**Yazılı Görev 1**
Hamas ve belediye seçimleri üzerine olan kaynak metne göre aşağıdaki soruları yanıtlayın.
(a) Metinde Hamas'ın açık adı nedir?
(b) Belediye seçimleri hangi tarihte yapıldı?
(c) Hamas mensupları toplam oyların yüzde kaçını aldı?
**Yazılı Görev 2**
Hamas ve Filistin belediye seçimleri hakkındaki kaynak metni, son cümlesinden sonra gelecek biçimde sürdürün.

**Kaynak Metin**
_ _ _ _ _ _ _

El-Fetih'in başını çektiği Filistin Özerk Yönetimi'nin bu zaaf görüntüsüne karşın Hamas ise giderek sokağı kuşatıyor. ABD ve İsrail propagandasının tüm dünyada yıllardır sürdürdüğü Hamas aleyhtarı karalama kampanyalarını Filistin halkı umursamıyor; belki de bilakis bu kampanyalar Hamas'a sempatiyi artırmakta. Bunun sonucunda el-Fetih'teki çözülme görüntüsüne karşın, son yıllarda Siyonistlerin saldırganlıklarına ve katliamlarına çok sık muhatap olmasına rağmen Hamas disiplinli ve canlı konumunu korumakta. Şüphesiz hareketin uzun yıllardır geliştirdiği ve fedakarlıklarla büyüttüğü sıkı ve kuşatıcı örgütlülüğü bu sonuçta çok belirleyici olmuştur. Sadece silahlı mücadele yürüten bir direniş hareketi olmakla kalmayıp; halkın sosyo-ekonomik taleplerine, ihtiyaçlarına da cevap vermeye çalışan, eğitim faaliyetleriyle siyasi bilinç yanında kültürel diriliğe de önem veren bir hareket olan Filistin İslami Direniş Hareketi, Hamas, bugün sadece bilinçli siyasi kadroların değil, tüm Filistin halkının tercihi olma iddiasını gerçekleştirme yolunda.
Belediye Seçimlerinin Gösterdiği
Hamas'ın Filistin halkı arasında sahip olduğu konumun net göstergelerinden biri 15 Aralık 2005 tarihinde yapılan belediye seçimleri oldu. Dördüncü ve son turu yapılan bu seçimlerde Batı Yaka'nın 4 büyük kentinin (Nablus, El-Bire, Ramallah ve Cenin) belediye başkanlıkları ve şehir meclisleri için oy kullanıldı. Geleneksel olarak Hamas'ın Gazze'de güçlü, Batı Yaka'da ise zayıf olduğu bilinir. Bu yüzden daha önceki seçim turlarında Gazze'de Hamas'ın performansı sürpriz sayılmamıştı. Ama şimdi geleneksel olarak el-Fetih'in güçlü olduğu kabul edilen Batı Yaka'da da seçimlerin Hamas'ın zaferiyle sonuçlanması Filistin toplumsal yapısında ciddi bir dönüşüm yaşandığının göstergesi olarak algılanmakta.
Seçimlerin yapıldığı Ramallah dışındaki tüm Batı Yaka kentlerinde Hamas listeleri büyük farklarla seçimleri kazandılar. Toplam oyların % 51'ini almayı başaran Hamas mensupları karşısında Demokratik Cephe'nin de içinde yer aldığı ve el-Fetih'in önderliğinde oluşturulan koalisyon ise Hamas'ın yarısı kadar dahi oy alamadı. Gerek Siyonistlerin tehditleri, gerekse de uluslar arası çapta sürdürülen tüm aleyhte kampanyalara karşın Filistin halkının Hamas'tan yana tavır koyması sadece Hamas'ın gücünün değil, Filistin halkının direngen kimliğinin de bir göstergesi sayılmalıdır.

_ _ _ _ _ _ _

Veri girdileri
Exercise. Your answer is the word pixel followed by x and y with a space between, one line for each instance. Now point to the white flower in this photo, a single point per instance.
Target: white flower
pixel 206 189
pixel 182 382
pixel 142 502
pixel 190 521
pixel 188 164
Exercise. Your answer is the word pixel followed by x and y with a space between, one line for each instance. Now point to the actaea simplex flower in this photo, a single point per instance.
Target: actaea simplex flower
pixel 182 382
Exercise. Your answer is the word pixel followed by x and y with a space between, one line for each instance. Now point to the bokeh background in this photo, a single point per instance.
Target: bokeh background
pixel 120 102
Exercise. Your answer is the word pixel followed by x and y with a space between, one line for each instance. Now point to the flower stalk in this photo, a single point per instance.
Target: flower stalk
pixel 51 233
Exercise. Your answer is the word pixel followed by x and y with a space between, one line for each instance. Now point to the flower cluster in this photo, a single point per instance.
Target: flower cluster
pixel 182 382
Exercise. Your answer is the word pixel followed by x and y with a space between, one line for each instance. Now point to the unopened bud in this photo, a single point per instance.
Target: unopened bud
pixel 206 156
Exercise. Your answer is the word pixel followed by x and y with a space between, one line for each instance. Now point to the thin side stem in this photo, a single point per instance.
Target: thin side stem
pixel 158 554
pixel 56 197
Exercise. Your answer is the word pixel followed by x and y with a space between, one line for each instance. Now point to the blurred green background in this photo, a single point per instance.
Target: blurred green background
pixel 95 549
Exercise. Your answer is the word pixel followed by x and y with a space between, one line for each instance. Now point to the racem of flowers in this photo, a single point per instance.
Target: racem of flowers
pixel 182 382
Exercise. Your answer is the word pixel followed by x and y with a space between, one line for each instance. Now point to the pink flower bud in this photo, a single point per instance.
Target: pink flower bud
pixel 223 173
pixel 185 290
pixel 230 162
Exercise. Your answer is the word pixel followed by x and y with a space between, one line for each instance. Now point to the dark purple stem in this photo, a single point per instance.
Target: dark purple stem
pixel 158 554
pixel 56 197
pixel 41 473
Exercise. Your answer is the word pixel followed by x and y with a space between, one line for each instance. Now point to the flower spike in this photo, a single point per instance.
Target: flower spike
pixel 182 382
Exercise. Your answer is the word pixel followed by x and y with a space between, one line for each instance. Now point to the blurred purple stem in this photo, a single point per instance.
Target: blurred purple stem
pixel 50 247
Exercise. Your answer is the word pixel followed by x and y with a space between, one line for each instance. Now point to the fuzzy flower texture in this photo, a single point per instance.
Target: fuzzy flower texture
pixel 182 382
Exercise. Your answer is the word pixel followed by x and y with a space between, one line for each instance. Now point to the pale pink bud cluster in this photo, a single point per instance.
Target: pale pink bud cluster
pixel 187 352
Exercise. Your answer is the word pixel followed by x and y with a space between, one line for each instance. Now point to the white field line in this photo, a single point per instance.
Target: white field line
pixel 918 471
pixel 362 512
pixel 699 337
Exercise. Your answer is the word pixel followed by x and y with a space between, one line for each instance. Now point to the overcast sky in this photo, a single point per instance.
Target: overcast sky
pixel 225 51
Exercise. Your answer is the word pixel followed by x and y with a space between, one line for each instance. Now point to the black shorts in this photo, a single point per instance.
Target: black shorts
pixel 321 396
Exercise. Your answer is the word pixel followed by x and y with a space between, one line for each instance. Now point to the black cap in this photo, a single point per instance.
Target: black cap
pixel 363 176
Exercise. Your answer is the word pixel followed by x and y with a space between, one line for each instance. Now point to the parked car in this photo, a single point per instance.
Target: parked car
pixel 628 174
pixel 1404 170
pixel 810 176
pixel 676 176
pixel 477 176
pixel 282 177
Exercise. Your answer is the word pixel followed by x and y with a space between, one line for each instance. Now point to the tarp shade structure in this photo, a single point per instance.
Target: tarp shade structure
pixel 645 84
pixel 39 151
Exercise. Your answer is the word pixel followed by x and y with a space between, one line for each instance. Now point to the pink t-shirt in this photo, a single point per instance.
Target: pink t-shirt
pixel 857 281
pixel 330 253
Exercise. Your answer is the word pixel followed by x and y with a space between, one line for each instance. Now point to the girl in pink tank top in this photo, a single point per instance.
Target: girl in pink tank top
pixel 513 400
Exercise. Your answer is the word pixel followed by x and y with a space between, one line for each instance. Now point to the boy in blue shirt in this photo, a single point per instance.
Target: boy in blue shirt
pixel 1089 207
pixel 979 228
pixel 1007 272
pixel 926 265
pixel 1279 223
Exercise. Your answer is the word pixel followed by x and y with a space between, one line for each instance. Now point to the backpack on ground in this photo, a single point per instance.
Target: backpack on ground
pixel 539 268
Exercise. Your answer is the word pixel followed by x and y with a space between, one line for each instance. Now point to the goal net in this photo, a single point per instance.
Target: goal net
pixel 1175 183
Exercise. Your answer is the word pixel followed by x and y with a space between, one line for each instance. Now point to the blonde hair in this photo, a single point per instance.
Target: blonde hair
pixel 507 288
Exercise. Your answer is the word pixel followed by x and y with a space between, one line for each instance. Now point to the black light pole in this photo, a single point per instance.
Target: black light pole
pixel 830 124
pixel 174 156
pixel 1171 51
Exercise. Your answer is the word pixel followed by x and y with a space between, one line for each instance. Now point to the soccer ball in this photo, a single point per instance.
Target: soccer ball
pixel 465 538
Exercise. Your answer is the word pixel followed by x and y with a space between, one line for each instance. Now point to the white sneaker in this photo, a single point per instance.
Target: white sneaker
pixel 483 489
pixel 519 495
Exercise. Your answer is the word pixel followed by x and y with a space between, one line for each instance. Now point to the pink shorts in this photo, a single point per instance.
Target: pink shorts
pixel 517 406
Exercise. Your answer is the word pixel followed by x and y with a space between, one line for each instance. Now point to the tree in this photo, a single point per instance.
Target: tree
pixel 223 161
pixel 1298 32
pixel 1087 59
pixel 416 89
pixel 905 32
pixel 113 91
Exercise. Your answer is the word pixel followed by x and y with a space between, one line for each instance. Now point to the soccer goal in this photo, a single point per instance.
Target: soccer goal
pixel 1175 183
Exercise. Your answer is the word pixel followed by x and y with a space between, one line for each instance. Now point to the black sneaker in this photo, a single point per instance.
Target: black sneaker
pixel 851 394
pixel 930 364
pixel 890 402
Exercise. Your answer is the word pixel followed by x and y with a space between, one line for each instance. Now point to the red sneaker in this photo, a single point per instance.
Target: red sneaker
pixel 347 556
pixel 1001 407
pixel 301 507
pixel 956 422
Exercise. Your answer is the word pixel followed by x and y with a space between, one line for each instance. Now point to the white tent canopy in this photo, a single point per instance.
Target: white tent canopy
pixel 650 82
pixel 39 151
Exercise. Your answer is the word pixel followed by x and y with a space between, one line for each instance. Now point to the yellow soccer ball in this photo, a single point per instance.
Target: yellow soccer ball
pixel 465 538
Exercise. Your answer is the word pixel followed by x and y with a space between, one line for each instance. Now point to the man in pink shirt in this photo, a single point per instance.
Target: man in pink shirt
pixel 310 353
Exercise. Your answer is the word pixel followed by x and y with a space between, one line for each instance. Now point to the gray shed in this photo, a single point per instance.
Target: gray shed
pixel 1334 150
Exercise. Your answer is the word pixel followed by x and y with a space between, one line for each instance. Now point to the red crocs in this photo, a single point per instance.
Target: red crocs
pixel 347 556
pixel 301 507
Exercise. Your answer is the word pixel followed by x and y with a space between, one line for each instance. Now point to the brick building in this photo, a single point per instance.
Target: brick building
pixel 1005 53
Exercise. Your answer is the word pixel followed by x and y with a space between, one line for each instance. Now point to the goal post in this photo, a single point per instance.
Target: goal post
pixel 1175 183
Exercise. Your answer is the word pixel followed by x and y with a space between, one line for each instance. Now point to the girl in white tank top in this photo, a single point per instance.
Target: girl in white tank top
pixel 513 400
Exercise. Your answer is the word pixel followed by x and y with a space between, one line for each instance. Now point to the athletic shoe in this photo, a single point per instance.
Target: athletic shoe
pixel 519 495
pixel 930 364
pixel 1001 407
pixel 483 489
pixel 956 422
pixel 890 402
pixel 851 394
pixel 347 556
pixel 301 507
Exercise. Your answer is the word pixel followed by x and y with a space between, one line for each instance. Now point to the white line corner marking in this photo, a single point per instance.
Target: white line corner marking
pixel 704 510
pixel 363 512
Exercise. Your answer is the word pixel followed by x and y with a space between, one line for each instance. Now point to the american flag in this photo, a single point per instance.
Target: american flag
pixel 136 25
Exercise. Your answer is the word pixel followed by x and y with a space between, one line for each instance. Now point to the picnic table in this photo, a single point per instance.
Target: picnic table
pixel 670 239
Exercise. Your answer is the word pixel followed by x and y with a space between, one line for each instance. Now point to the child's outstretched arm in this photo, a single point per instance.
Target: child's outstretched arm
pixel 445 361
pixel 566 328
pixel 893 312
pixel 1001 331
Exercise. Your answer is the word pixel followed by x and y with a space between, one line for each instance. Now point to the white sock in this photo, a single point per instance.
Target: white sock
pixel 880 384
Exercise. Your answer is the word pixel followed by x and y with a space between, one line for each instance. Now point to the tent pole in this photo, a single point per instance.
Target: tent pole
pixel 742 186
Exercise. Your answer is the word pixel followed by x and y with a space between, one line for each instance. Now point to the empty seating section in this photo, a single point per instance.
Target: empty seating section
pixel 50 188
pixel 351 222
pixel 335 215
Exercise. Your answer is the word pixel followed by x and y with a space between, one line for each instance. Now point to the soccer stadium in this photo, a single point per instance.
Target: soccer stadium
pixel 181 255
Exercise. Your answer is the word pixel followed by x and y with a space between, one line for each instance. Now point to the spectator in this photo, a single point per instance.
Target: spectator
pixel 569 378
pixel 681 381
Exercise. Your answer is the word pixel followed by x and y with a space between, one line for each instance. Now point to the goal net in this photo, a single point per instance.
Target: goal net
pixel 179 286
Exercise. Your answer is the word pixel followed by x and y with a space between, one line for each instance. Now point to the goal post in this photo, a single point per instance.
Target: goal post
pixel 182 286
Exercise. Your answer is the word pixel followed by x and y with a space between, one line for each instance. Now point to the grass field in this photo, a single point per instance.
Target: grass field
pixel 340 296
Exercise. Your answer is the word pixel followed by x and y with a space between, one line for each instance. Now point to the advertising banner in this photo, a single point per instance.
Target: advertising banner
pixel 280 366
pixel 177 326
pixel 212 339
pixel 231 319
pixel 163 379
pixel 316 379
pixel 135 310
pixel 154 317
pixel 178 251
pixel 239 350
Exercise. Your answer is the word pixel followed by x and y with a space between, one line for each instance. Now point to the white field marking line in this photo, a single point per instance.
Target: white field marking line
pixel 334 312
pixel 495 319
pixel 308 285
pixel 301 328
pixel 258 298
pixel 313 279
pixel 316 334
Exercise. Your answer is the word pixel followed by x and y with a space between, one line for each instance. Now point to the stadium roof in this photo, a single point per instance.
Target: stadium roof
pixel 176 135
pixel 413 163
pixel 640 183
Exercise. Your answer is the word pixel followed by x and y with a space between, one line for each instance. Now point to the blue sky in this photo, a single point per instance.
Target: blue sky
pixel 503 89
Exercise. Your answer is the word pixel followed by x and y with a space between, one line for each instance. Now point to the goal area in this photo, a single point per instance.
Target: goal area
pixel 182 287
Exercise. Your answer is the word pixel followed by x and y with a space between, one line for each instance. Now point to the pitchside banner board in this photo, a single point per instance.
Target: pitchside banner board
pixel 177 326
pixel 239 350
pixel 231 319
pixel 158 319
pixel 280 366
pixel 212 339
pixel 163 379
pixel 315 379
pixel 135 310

_ _ _ _ _ _ _

**Alıştırma Yanıtı 1**
(a) Filistin İslami Direniş Hareketi
(b) 15 Aralık 2005
(c) %51

**Alıştırma Yanıtı 2**
Seçim sonuçlarının ortaya koyduğu bir diğer dikkat çekici husus ise Hamas'a rakip olarak el-Fetih'ten ziyade Halk Kurtuluş Cephesi'nin öne çıkması. Kent merkezlerindeki sandalye dağılımına bakıldığında Cephe'nin el-Fetih'e yakın bir sayı elde etmiş olduğu görülüyor. Filistin Halk Kurtuluş Cephesi George Habbaş'ın kurucusu olduğu Marksist kökenli bir hareket. El-Fetih ile birlikte Filistin Kurtuluş Örgütü içinde yer almakla birlikte genelde FÖY'ün uzlaşmacı çizgisine karşı bir tutum izlemekte. Hareketin lideri Ahmet Saadet halen FÖY tarafından hapiste tutuluyor. İsrail eski Turizm Bakanı Rehavam Zeevi'nin öldürülmesi eyleminden dolayı Siyonistlerce suçlanan Ahmet Saadet, eylemi gerçekleştirdiği iddia edilen 4 hareket üyesi ile birlikte 2002 yılından beri cezaevinde. Bilindiği üzere örgüt Zeevi eylemini Habbaş'tan sonraki lideri Ebu Ali Mustafa'nın bürosunda Siyonistlerce füze ile vurularak katledilmesine misilleme olarak gerçekleştirdiğini açıklamıştı.
Hamas'ın zaferi yanında, Batı Yaka seçimlerinde Filistin Halk Kurtuluş Cephesi'nin elde ettiği sonuçlar ileriye dönük olarak Siyonistlerle uzlaşma eğilimi taşıyan çevreleri sıkıntıya sokacak gibi. Sonuç olarak seçimlerin genelde Filistin halkının iradesini direnişten yana koyduğuna işaret ettiği söylenebilir.
Seçim sonuçlarının FÖY'ün sıkıntısını katmerleştirdiği kesin. Yaklaşık 1 ay sonra yapılacak olan Filistin Yasama Meclisi seçimlerine el-Fetih son derece moralsiz ve dağınık bir biçimde girmekte. ABD-İsrail baskısını gerekçe gösterip seçimlere Hamas'ı sokmamak alternatifi son günlerde biraz daha fazla gündeme gelmekte. Bundan ziyade ise seçimleri ertelemek ve kazanılan zaman içinde derlenip, toparlanma çabalarına yoğunlaşmak ihtimali de el-Fetih çevrelerinde dillendirilen alternatifler arasında. Bu tür teşebbüslerin el-Fetih'e kazandıracaklarının oldukça muğlak olmasına karşın, kaybettireceği çok ciddi şeylerin olduğu kesin. Öncelikle baskılar neticesinde ya da çıkarcı kaygılarla atılacak bu tarz bir adımın en başta halktan ciddi tepki görmesi ihtimali çok kuvvetli. Kaldı ki, demokrasi adına başlatılan bu sürecin ilk aşamasında karşılaşılacak bu tür bir durum "Filistin demokrasisi"nin daha doğum aşamasında el-Fetih eliyle boğulduğunun bir göstergesi sayılacaktır.